*The data*
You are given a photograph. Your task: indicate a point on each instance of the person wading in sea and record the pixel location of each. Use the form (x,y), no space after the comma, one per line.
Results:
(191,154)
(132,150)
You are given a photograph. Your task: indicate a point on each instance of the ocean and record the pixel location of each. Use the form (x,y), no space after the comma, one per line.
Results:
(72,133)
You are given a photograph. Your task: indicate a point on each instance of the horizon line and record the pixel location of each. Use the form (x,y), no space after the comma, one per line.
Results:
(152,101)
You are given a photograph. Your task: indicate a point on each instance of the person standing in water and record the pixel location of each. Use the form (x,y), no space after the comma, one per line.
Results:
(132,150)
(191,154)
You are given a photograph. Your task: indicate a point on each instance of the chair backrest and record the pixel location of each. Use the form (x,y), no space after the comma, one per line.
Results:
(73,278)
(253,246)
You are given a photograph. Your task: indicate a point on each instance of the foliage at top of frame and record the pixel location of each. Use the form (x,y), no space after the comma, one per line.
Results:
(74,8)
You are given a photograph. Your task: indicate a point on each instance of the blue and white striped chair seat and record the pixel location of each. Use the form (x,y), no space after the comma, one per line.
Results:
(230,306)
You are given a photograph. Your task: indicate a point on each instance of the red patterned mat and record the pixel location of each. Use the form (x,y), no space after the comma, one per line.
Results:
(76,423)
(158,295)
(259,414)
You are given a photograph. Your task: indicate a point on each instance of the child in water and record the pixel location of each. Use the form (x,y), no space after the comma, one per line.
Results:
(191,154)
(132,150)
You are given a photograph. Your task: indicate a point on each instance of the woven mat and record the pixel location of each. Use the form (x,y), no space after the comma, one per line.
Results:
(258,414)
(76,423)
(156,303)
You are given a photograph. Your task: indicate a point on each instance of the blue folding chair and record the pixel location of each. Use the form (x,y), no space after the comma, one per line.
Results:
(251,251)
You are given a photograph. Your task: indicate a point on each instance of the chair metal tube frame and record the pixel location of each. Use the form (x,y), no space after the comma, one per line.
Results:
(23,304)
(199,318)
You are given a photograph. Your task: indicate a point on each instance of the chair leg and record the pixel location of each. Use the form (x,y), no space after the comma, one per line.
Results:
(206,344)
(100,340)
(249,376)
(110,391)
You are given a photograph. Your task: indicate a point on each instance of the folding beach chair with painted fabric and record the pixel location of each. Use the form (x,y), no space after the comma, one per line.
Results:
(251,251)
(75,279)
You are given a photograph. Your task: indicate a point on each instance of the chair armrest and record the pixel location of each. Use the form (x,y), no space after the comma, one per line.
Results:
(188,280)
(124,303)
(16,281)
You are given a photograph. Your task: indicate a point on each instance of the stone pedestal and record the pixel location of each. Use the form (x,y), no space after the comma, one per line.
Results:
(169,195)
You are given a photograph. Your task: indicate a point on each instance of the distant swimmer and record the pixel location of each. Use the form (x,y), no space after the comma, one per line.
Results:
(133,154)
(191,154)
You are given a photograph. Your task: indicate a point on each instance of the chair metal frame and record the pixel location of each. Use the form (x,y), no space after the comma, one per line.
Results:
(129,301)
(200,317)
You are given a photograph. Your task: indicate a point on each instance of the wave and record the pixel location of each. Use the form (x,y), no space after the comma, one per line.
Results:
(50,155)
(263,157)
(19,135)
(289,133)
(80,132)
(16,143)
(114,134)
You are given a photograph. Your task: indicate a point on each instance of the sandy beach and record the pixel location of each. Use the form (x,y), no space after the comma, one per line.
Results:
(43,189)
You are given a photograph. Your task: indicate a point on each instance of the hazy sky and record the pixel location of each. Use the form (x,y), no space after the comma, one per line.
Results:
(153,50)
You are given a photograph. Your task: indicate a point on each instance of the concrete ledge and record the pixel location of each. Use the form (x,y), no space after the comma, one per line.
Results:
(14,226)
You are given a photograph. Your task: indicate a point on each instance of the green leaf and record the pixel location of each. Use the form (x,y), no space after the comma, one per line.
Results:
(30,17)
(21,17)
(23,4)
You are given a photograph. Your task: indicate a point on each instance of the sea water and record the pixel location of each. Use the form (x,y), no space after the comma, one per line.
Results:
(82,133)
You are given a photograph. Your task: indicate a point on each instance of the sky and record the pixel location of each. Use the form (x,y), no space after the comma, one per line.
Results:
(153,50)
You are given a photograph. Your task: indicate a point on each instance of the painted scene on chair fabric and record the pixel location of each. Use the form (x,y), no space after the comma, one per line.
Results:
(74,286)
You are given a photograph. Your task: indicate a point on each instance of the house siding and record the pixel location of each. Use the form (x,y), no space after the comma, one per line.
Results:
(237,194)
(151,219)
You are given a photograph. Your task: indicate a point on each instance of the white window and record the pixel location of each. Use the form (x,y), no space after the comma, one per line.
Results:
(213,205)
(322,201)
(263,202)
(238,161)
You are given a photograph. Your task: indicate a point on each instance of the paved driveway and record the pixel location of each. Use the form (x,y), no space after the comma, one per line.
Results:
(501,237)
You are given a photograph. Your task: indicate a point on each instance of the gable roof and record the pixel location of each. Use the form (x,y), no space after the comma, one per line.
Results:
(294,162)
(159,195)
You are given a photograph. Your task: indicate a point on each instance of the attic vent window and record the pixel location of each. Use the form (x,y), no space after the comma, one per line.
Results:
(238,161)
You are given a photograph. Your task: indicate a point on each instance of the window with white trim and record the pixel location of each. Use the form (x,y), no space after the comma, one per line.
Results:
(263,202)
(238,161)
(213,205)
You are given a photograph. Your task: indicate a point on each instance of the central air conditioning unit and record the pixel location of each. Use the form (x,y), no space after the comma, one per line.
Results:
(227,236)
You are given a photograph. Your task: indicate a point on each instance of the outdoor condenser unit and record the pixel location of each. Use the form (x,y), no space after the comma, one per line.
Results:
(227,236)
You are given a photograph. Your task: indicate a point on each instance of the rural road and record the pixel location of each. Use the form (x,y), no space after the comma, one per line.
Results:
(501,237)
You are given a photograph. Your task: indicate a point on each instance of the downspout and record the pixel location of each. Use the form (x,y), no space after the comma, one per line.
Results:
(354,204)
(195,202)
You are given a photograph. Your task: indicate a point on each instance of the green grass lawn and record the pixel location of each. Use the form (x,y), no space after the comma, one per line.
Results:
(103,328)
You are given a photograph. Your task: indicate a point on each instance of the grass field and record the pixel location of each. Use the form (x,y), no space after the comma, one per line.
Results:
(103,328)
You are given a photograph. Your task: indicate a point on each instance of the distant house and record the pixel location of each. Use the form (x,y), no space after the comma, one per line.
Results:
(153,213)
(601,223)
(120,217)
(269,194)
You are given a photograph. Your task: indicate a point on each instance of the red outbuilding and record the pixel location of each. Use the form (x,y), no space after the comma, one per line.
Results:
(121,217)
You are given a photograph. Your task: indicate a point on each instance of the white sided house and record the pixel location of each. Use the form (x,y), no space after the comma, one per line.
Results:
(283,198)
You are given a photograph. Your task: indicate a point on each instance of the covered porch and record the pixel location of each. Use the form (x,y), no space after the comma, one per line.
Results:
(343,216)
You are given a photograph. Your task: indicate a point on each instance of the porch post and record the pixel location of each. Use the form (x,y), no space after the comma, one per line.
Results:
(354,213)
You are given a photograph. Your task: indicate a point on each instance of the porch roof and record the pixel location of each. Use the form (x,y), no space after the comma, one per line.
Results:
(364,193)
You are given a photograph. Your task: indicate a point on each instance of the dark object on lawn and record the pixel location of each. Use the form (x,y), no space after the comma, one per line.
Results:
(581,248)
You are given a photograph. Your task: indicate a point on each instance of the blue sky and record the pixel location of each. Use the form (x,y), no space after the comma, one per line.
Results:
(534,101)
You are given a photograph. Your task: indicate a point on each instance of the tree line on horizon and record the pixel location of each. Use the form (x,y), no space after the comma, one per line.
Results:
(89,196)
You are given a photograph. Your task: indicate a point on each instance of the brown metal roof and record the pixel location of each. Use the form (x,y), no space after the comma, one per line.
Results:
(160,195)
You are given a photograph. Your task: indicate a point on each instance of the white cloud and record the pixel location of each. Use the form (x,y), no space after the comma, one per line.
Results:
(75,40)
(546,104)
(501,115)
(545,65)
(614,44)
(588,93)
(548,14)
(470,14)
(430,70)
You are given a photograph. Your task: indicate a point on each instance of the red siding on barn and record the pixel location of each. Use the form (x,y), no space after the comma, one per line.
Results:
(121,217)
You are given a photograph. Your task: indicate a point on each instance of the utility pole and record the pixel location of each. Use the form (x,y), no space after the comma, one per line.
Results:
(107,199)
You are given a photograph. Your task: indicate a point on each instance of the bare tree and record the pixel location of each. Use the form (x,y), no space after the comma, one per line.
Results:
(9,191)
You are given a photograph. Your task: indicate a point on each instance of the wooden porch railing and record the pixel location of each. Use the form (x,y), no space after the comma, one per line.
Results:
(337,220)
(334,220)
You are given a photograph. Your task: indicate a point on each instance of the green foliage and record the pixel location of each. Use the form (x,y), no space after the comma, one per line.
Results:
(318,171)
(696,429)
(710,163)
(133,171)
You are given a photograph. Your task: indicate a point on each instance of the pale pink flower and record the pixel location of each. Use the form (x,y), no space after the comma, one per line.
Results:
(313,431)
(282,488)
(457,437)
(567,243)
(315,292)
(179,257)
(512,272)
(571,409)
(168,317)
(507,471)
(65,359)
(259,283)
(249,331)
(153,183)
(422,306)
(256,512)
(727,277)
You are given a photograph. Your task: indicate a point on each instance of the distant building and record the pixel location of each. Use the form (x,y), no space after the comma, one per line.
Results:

*What is needed*
Could you please copy the lines above exactly, beginning at the first and ending at the line that contains "of the woven"?

*The completed task*
You are given a photograph. Your task: indicate a point on each instance of the person wading in sea and record the pixel location of each. Use the form (x,y), no space after the comma, one per line.
Results:
(191,154)
(132,150)
You are given a photograph. Your task: indicate a point on each instance of the ocean and record the pixel location of each. Use the form (x,y), no space after the comma, one per line.
Results:
(72,133)
You are given a photograph. Your task: indicate a point on each instance of the horizon line and record the pixel location of each. Use the form (x,y), no space after the comma, one per line.
Results:
(152,101)
You are given a photograph. Your task: indicate a point on each instance of the person standing in water and record the pixel location of each. Use the form (x,y), no space after the comma, one per line.
Results:
(132,150)
(191,154)
You are given a photograph. Your task: indicate a point on each instance of the chair backrest and record the pixel location of each. Use the form (x,y), no space after the comma, one per line.
Results:
(73,278)
(253,246)
You are given a photograph. Your task: indicate a point on each instance of the foliage at top of frame and record the pixel location of each. Use the form (x,y), no space after the comma, one per line.
Results:
(74,8)
You are given a photograph. Your task: indicate a point on each instance of the blue and white striped chair seat and record the pixel location of each. Use the form (x,y), no space after the comma, one per line.
Results:
(230,306)
You are given a photograph. Your task: indicate a point on each instance of the red patterned mat and record the pixel location of each. Use the form (x,y), no space after the comma, one per line.
Results:
(76,423)
(158,295)
(259,414)
You are given a photograph. Your task: indicate a point on each instance of the child in water and record the pixel location of each. Use the form (x,y), no space after the comma, one per line.
Results:
(191,154)
(132,150)
You are given a photograph. Your task: indicate a point on each instance of the woven mat and record the pixel location of each. Use the form (x,y), no space after the comma, one per line.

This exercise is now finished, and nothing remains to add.